Supplied material:
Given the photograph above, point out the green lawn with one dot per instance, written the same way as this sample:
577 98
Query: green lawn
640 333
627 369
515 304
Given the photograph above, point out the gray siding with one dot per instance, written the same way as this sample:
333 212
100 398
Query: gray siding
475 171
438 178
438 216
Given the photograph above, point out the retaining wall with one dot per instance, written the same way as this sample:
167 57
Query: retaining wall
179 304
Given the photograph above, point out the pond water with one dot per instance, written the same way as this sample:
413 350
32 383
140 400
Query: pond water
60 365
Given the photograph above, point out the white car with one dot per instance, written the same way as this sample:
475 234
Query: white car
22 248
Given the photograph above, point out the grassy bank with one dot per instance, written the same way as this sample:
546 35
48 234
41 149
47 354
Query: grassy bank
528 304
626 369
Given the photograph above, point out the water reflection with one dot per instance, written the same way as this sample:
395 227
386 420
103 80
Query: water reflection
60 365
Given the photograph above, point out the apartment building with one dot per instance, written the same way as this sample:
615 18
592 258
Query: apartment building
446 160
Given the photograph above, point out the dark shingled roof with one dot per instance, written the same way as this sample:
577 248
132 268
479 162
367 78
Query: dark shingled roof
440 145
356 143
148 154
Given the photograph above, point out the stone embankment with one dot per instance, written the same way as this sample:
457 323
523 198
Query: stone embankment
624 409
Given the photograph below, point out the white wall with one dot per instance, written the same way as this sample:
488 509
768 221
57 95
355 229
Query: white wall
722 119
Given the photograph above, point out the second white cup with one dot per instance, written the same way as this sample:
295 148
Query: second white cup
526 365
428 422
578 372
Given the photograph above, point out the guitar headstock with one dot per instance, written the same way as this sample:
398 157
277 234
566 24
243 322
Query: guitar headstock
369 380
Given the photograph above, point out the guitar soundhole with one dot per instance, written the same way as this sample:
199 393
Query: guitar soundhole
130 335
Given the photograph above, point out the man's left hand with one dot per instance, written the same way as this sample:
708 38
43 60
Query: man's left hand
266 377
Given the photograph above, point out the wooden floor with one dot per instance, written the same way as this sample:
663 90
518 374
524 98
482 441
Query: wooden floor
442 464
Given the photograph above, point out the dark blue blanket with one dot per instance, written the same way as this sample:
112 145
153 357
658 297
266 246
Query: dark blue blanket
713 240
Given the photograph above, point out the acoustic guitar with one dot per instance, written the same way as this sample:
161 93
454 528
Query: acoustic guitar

Work to be completed: Give the material above again, word for word.

Completed exercise:
Given the photograph above, point out the green lawn with one dot per instance, written the same way as this sample:
577 98
Query: green lawn
640 333
627 369
515 304
Given the photograph above, point out the gray siding with one dot per instance, written the same way as this sample:
333 212
100 398
Query: gray siding
475 171
438 178
438 216
Given the photograph above, point out the retaining wall with one dot per instance, written the same way as this sample:
167 57
Query: retaining wall
179 304
Given the photograph above, point out the pond water with one dot per instance, written the same way as this sample:
413 350
32 383
140 400
Query: pond water
60 365
Given the photograph above, point out the white car with one dot per instance, written the same way as this sample:
475 234
Query: white car
22 248
Given the photograph above, point out the grassy bank with one dot per instance, written the same way as this sample:
546 35
48 234
41 149
47 354
Query: grassy bank
528 304
626 369
Given the photograph above, point out the water reflection with one dot per instance, written the same way as this sample:
395 227
386 420
103 80
Query: water reflection
60 365
Given the photograph above, point out the apartment building with one dot per instance, written the same way as this sample:
615 18
592 258
Query: apartment building
446 160
Given the photograph above, point out the dark shingled roof with one dot per instance, written the same way as this sample:
577 248
132 268
479 162
367 78
Query: dark shingled roof
440 145
356 143
148 154
Given the photograph above, point out the stone embankment with one dot per instance, written the same way as this sample:
457 323
523 198
Query: stone embankment
624 409
Given the photograph below, point out the white wall with one dot per instance, written the same way as this sample:
488 509
768 221
57 95
355 229
Query: white wall
722 119
Given the photograph above, point out the second white cup with one dot per instance, written the same way as this sample:
295 148
Query: second white cup
526 365
428 422
578 372
Given the photograph above, point out the guitar headstock with one dot per instance, written the same way as this sample:
398 157
277 234
566 24
243 322
Query: guitar headstock
369 380
Given the photograph above, point out the guitar soundhole with one dot per instance, written the same way as this sample:
199 393
Query: guitar soundhole
130 335
Given the photograph above, point out the man's left hand with one dot per instance, written the same way as this sample:
708 38
43 60
Query: man's left hand
266 377
Given the photograph above, point out the wooden floor with one dot per instance, written the same way as this sample:
663 90
518 374
524 98
482 441
Query: wooden floor
442 464
Given the photograph above, point out the dark blue blanket with one dot per instance, written the same way as this sample:
112 145
153 357
658 297
266 246
Query: dark blue blanket
713 240
Given the photograph above, point out the acoustic guitar with one dot per instance, written the same way as this sample:
161 93
454 528
Query: acoustic guitar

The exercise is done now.